WORK REQUEST: Each line below containing the word "instance" needs to be shown.

RECORDS PROVIDED:
********************

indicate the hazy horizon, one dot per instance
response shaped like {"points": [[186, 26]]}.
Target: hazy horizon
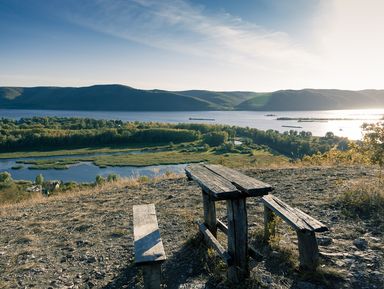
{"points": [[259, 45]]}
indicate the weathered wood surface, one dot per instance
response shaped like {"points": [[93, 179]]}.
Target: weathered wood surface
{"points": [[238, 240], [224, 183], [269, 223], [211, 183], [293, 216], [209, 213], [223, 227], [308, 250], [316, 225], [212, 242], [148, 245], [243, 183]]}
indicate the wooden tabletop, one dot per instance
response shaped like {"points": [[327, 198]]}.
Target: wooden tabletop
{"points": [[223, 183]]}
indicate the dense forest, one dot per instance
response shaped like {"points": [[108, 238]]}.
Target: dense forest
{"points": [[50, 133], [125, 98]]}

********************

ANSWER FOR THE TASK:
indicate the hazy horizon, one dot per instance
indicate the weathered wood surface, one dot per instance
indicate the wooden tabletop, one dot per instance
indicate the dense forest, one dot per instance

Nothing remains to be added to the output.